Staunen kann man zum Beispiel immer nur aufs Neue über die Klarheit der Analyse, die Qualität der künstlerischen Verdichtung und die Bestimmtheit der politischen Aussage in seiner Novelle „Mario und der Zauberer“, 1930 veröffentlicht im Rückblick auf einen Sommerurlaub 1926 im damals ja bereits faschistisch regierten Italien. Es passt perfekt zur engagierten Haltung des Stuttgarter Studio Theaters, diese Geschichte auf ihre kleine, feine Bühne zu bringen – in einer natürlich eingedampften Textfassung der Ko-Intendantin Daniele Urban, die auch die Regie übernommen hat.
Sebastian Schäfer und Galina Freund als Thomas und Katia Mann berichten also von ihren beunruhigenden Erlebnissen im Hotel und am Strand, wo sie sich im Kleinen des Ferienalltags plötzlich den Auswirkungen nationalistischer Xenophobie im Großen der Politik ausgesetzt sehen. Und sie besuchen gemeinsam mit Felix Jeiter als Kellner Mario die Spätvorstellung des Zauberers Cipolla, dessen magische Qualitäten vor allem in perfider Suggestion bestehen: Was, so seine zentrale Frage, sei denn schon das kleine armselige persönliche Wollen angesichts der Kraft und Macht des Befehls?
Achim Hall hat als Cipolla einen starken Auftritt, kommt er doch im Gegensatz zu den hellen Tönen der sonstigen Kostüme und des Bühnenbilds (Leah Lichtwitz) ganz im italienischen Faschisten-Schwarz. Großartig gespielt ist die zentrale Szene der Hypnose, in der er Mario dazu bringt, in ihm, dem Verführer, die lang ersehnte Freundin zu sehen.

※ ※ ※

ERFORDERLICHE SCHRITTE:
(A) Wer hat laut dem Lesetext bei der Inszenierung des Stuttgarter Studio Theaters die Regie übernommen?
(B) Schreiben Sie aus dem Lesetext die Passage von „Achim Hall hat“ bis einschließlich „Freundin zu sehen.“ wortgetreu ab.
Die nachstehende Auflistung wird nicht gebraucht.

[Einträge mit Punktannotationen]

※ ※ ※

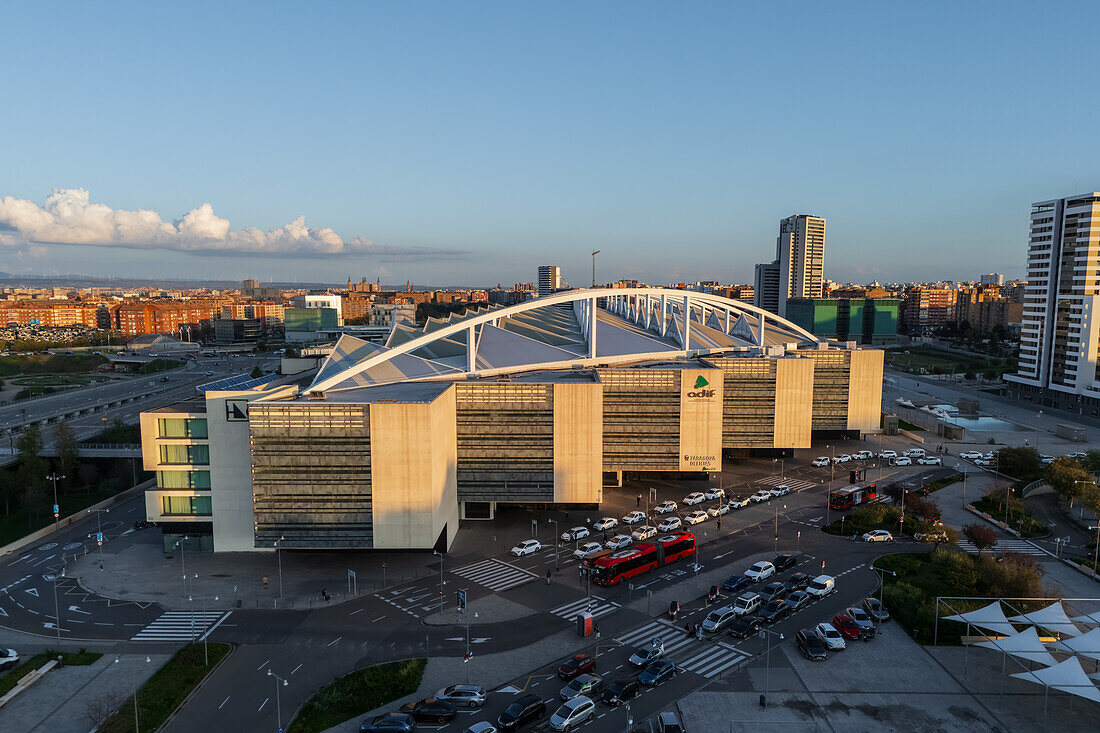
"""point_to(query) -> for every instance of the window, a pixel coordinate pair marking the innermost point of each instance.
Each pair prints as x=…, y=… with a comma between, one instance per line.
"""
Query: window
x=179, y=427
x=183, y=479
x=185, y=455
x=185, y=505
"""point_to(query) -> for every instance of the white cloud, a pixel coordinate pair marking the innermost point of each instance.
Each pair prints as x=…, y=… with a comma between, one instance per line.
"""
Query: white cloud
x=68, y=217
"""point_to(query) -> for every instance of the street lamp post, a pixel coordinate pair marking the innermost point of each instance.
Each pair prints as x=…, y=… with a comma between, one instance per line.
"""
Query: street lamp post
x=278, y=701
x=55, y=478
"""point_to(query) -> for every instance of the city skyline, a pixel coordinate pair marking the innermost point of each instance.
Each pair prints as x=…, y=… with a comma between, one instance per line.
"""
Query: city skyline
x=440, y=164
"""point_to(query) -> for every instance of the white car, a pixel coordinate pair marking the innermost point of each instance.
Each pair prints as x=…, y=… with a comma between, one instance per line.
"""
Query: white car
x=586, y=549
x=760, y=570
x=573, y=534
x=695, y=517
x=618, y=542
x=670, y=524
x=829, y=636
x=573, y=713
x=526, y=547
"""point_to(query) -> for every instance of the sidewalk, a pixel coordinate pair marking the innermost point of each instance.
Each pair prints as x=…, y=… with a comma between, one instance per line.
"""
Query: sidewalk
x=73, y=699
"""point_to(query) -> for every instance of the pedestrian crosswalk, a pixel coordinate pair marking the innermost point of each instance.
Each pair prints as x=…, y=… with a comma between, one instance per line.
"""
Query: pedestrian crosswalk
x=795, y=484
x=598, y=608
x=182, y=626
x=706, y=658
x=1020, y=546
x=495, y=575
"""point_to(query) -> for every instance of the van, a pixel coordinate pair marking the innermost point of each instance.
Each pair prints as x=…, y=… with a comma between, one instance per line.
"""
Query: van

※ ※ ※

GELÖSTE AUFGABEN:
(A) Die Ko-Intendantin Daniele Urban hat die Regie übernommen.

(B)
Achim Hall hat als Cipolla einen starken Auftritt, kommt er doch im Gegensatz zu den hellen Tönen der sonstigen Kostüme und des Bühnenbilds (Leah Lichtwitz) ganz im italienischen Faschisten-Schwarz. Großartig gespielt ist die zentrale Szene der Hypnose, in der er Mario dazu bringt, in ihm, dem Verführer, die lang ersehnte Freundin zu sehen.